··· Record list
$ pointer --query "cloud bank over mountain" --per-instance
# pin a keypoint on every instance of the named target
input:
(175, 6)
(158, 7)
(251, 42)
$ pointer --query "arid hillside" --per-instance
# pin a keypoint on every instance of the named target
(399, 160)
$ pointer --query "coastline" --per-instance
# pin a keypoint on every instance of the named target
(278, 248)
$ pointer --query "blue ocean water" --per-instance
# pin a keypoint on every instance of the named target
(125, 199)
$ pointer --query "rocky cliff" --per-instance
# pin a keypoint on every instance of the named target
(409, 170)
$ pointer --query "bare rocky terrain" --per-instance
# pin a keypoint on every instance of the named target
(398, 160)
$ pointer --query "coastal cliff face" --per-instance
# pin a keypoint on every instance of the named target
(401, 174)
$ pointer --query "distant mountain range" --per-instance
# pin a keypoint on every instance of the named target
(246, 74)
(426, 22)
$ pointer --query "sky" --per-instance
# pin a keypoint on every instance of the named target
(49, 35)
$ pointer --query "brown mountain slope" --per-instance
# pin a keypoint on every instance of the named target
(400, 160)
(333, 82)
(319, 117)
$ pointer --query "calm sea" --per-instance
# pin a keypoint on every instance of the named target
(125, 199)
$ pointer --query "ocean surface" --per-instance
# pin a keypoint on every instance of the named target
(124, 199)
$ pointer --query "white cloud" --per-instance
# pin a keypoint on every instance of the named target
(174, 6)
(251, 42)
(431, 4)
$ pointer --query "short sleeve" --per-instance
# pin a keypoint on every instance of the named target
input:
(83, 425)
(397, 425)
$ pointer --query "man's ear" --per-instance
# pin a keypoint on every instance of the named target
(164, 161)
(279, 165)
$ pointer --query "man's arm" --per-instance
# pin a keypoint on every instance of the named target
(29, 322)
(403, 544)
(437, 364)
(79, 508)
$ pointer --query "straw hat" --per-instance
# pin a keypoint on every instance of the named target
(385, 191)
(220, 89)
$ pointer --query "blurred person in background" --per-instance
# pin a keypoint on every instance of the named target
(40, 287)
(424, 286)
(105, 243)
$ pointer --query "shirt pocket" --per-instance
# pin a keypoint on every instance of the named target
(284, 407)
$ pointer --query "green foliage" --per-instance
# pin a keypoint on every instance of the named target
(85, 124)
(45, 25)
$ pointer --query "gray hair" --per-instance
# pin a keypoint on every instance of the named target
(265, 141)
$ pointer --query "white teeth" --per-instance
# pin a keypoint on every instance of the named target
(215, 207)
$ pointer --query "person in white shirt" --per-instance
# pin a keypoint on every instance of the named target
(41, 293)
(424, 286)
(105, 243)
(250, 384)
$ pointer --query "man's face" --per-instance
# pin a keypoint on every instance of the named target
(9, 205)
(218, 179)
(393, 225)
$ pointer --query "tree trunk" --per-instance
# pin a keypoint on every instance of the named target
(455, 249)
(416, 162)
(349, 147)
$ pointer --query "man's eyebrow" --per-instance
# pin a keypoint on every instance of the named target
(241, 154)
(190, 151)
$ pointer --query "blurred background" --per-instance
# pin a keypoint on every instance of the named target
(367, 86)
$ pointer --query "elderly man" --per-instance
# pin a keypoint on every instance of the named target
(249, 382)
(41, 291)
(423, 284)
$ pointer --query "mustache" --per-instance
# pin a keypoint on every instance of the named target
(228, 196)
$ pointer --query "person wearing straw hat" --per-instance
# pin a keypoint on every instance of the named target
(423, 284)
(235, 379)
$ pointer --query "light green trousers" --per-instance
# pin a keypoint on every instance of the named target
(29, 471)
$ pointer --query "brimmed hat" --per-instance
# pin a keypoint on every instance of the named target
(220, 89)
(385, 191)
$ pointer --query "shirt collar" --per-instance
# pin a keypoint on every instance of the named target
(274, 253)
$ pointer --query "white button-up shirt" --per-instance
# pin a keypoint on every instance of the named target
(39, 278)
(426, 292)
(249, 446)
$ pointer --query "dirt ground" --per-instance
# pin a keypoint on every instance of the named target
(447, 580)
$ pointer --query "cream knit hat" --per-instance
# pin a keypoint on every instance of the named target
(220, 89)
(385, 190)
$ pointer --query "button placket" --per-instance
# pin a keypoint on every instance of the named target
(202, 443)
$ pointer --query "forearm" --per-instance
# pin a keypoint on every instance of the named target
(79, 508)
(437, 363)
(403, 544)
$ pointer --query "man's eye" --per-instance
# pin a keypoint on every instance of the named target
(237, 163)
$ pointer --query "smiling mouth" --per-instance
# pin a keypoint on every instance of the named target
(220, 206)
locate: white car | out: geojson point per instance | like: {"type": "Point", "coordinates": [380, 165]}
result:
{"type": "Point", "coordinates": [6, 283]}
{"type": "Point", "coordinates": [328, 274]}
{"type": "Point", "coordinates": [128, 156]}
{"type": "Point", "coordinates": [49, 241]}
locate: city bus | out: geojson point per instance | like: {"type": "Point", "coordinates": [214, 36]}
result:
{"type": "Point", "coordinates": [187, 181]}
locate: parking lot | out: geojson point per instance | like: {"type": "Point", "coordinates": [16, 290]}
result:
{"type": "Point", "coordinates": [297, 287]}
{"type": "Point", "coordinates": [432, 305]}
······
Problem to solve — Please reproduce the entire listing, exactly as shown.

Solution for this problem —
$ pointer --query "cloud bank over mountain" --per-instance
# pin a keypoint on every instance of the named target
input:
(175, 6)
(158, 7)
(251, 42)
$ pointer --query "arid hillside" --per-instance
# pin a keypoint on every instance of the named target
(399, 160)
$ pointer --query "coastline" --per-instance
# pin a keypoint on every instance of the named target
(278, 248)
$ pointer --query "blue ocean water" --per-instance
# pin a keypoint on every instance of the named target
(125, 199)
$ pointer --query "rocky cliff" --per-instance
# pin a keypoint on every instance of the named target
(409, 170)
$ pointer --query "bare rocky terrain" --per-instance
# pin a keypoint on every instance of the named target
(398, 160)
$ pointer --query "coastal cliff face" --per-instance
# pin a keypoint on every instance of the named target
(401, 174)
$ pointer --query "distant mountain range" --per-instance
# pin a keypoint on every instance of the named target
(246, 74)
(426, 22)
$ pointer --query "sky" --per-instance
# pin a keypoint on every instance of the named target
(49, 35)
$ pointer --query "brown mountain slope" --per-instance
# pin a keypoint on every instance of the named target
(400, 160)
(333, 82)
(319, 117)
$ pointer --query "calm sea" --per-instance
# pin a keypoint on every instance of the named target
(125, 199)
$ pointer --query "ocean surface" --per-instance
# pin a keypoint on every instance of the named target
(124, 199)
$ pointer --query "white cloud" --per-instance
# pin a keypoint on every instance of the named target
(174, 6)
(251, 42)
(431, 4)
$ pointer --query "short sleeve" --per-instance
# pin a keypoint on every instance of the named target
input:
(83, 425)
(397, 425)
$ pointer --query "man's ear" --per-instance
# pin a keypoint on every instance of the named target
(164, 161)
(279, 165)
$ pointer --query "man's arm" --per-instance
# pin a keypoint on every instance of the named target
(29, 322)
(403, 544)
(437, 364)
(79, 508)
$ pointer --query "straw hat" --per-instance
# pin a keypoint on every instance of the named target
(385, 191)
(220, 89)
$ pointer --query "blurred person in background" --per-instance
# pin a keypoint on every instance of the named target
(40, 287)
(424, 286)
(105, 243)
$ pointer --query "shirt pocket" --per-instance
# pin a keypoint on every instance of the named target
(284, 407)
$ pointer --query "green foliage" --per-instance
# pin a keypoint on every instance of the named target
(85, 124)
(45, 25)
$ pointer --query "gray hair" --per-instance
# pin a keypoint on every instance of the named target
(265, 141)
$ pointer --query "white teeth" --per-instance
# pin a keypoint on every instance of the named target
(215, 207)
$ pointer --query "person in white shirt" --per-instance
# pin a keypoint on every instance of the named target
(41, 293)
(424, 286)
(105, 243)
(250, 384)
$ pointer --query "man's face" --per-instance
# pin a keypoint on every instance of the named target
(9, 205)
(218, 179)
(393, 225)
$ pointer --query "tree trunk" --per-instance
# pin a keypoint on every instance of the named target
(455, 249)
(416, 162)
(349, 147)
$ pointer --query "man's eyebrow" --per-instance
# pin a keypoint on every instance of the named target
(241, 154)
(190, 151)
$ pointer --query "blurred background" --per-instance
# pin a keypoint on every instance of the named target
(367, 86)
$ pointer --query "elderly man" --per-instance
# pin a keypoint on every instance of the named target
(249, 382)
(41, 291)
(423, 284)
$ pointer --query "mustache" --per-instance
# pin a keypoint on every instance of the named target
(228, 196)
$ pointer --query "person wearing straw hat" --per-instance
# pin a keypoint on every instance of the named target
(423, 284)
(235, 379)
$ pointer --query "light green trousers" --per-instance
# pin a keypoint on every instance of the named target
(29, 471)
$ pointer --query "brimmed hat" --per-instance
# pin a keypoint on every instance of the named target
(220, 89)
(385, 191)
$ pointer --query "shirt collar" --per-instance
# pin a keypoint on every instance of the named target
(274, 253)
$ pointer --query "white button-up shirt" --per-instance
# pin a keypoint on every instance of the named target
(39, 278)
(426, 292)
(249, 446)
$ pointer --query "dirt ground" --per-instance
# pin a keypoint on every instance of the named target
(447, 580)
$ pointer --query "cream knit hat" --per-instance
# pin a keypoint on every instance of the named target
(220, 89)
(385, 190)
$ pointer --query "button placket" --per-instance
# pin a keypoint on every instance of the named target
(202, 443)
$ pointer --query "forearm" --per-instance
# pin a keypoint on every instance of the named target
(79, 508)
(437, 363)
(403, 544)
$ pointer --query "man's eye" --per-instance
# pin a keypoint on every instance of the named target
(237, 163)
$ pointer --query "smiling mouth" --per-instance
# pin a keypoint on every instance of the named target
(220, 206)
locate: white car | out: geojson point per instance | like: {"type": "Point", "coordinates": [380, 165]}
result:
{"type": "Point", "coordinates": [6, 283]}
{"type": "Point", "coordinates": [328, 274]}
{"type": "Point", "coordinates": [128, 156]}
{"type": "Point", "coordinates": [49, 241]}
locate: city bus | out: geojson point per instance | like: {"type": "Point", "coordinates": [214, 36]}
result:
{"type": "Point", "coordinates": [187, 181]}
locate: parking lot | out: geojson point per instance | like: {"type": "Point", "coordinates": [16, 290]}
result:
{"type": "Point", "coordinates": [297, 287]}
{"type": "Point", "coordinates": [432, 305]}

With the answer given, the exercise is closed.